__SEZIONE DEL TESTO__.
• • • • •
Nairobi art boom
La scena artistica della capitale keniana è in grandissima ascesa, popolata di gallerie, centri culturali, fondazioni e collettivi di artisti che sempre più si stanno affermando come player internazionali. E anche il mercato fa la sua parte. Mentre a Milano ben due sedi espositive – FM - Centro per l’Arte Contemporanea e PAC – hanno scelto di approfondire la scena creativa africana.
È stata ribattezzata la “Green City in the Sun”, ma la capitale keniana Nairobi è molto di più. Città multiculturale, un clima perfetto, con gli spettacolari parchi del Masai Mara a poca distanza. Hub del turismo safari nel mondo, urbanisticamente omogenea, con architetture nuove e costruzioni degli Anni Settanta e Ottanta, calamita per alcune tra le più grandi multinazionali del mondo, nonostante – o forse proprio per – la corruzione endemica e gli slum sconfinati che traboccano di persone scappate dalla povertà delle campagne.
LO SPECCHIO DELL’AFRICA FUTURA
Più che ogni altra cosa, Nairobi è tra le grandi capitali africane dove oggi si percepisce meglio quello cha sta accadendo nel continente: a proposito della creatività, dei giovani, della musica, della moda e dell’arte. È vero che la scena artistica e culturale africana è da qualche tempo sotto i riflettori e che sforna a ritmo serrato artisti e protagonisti in ogni campo della cultura e dell’arte. Un po’ per la rivincita anti-colonialista, ma anche per la crescita delle aspettative democratiche, il declino delle dittature, l’espansione delle economie africane e l’esplosione di Internet e di altre tecnologie, si sono creati nuovi spazi per gli artisti, che sempre più riescono a sbarcare con il loro lavoro al di là dei confini del continente.
Fra i tanti: la pluripremiata scrittrice nigeriana Chimamanda Ngozi Adichie e la keniana Yvonne Adhiambo Owuor, che ha fatto molto parlare di sé con il suo ultimo romanzo The Dust. L’Angola che vince il Leone d’oro alla Biennale di Architettura nel 2013, e il curatore nigeriano Okwui Enwezor che dirige la Biennale Arte 2015. La Tate Modern e il Brooklyn Museum che hanno presentato recentemente artisti del Benin, del Sudan e del Kenya. Poi a New York e a Londra la 1:54 Contemporary African Art Fair, che ha presentato le opere di artisti provenienti da 54 Paesi africani. E ancora Sotheby’s e Christie’s che sempre più spesso puntano sull’African Art, mentre le aste di arte contemporanea a Nairobi attirano collezionisti e acquirenti da tutto il mondo.
• • • • •
__MATERIALE FORNITO__.
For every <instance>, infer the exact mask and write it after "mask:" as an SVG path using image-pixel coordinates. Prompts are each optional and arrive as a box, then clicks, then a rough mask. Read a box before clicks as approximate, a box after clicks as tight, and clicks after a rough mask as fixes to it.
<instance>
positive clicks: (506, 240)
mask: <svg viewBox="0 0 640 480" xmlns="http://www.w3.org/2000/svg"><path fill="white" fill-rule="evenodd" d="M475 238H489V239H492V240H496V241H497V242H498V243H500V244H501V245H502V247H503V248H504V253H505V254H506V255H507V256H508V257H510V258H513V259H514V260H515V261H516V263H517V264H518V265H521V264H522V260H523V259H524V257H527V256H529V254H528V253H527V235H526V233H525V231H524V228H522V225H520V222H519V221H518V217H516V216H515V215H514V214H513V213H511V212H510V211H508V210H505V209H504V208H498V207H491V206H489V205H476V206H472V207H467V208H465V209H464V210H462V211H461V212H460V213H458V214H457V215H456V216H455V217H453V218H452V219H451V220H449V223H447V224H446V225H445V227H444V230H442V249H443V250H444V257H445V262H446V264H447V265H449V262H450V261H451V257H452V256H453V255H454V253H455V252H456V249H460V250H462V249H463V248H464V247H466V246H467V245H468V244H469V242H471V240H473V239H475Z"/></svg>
• • • • •
__DESCRIZIONE DELL'ESERCIZIO__. Trascriva senza alcuna modifica il passo del testo sulla scena artistica di Nairobi che si apre con le parole contenenti "Nairobi art boom" e si chiude con "scena creativa africana.".

__SOLUZIONE SVOLTA__.
Nairobi art boom
La scena artistica della capitale keniana è in grandissima ascesa, popolata di gallerie, centri culturali, fondazioni e collettivi di artisti che sempre più si stanno affermando come player internazionali. E anche il mercato fa la sua parte. Mentre a Milano ben due sedi espositive – FM - Centro per l’Arte Contemporanea e PAC – hanno scelto di approfondire la scena creativa africana.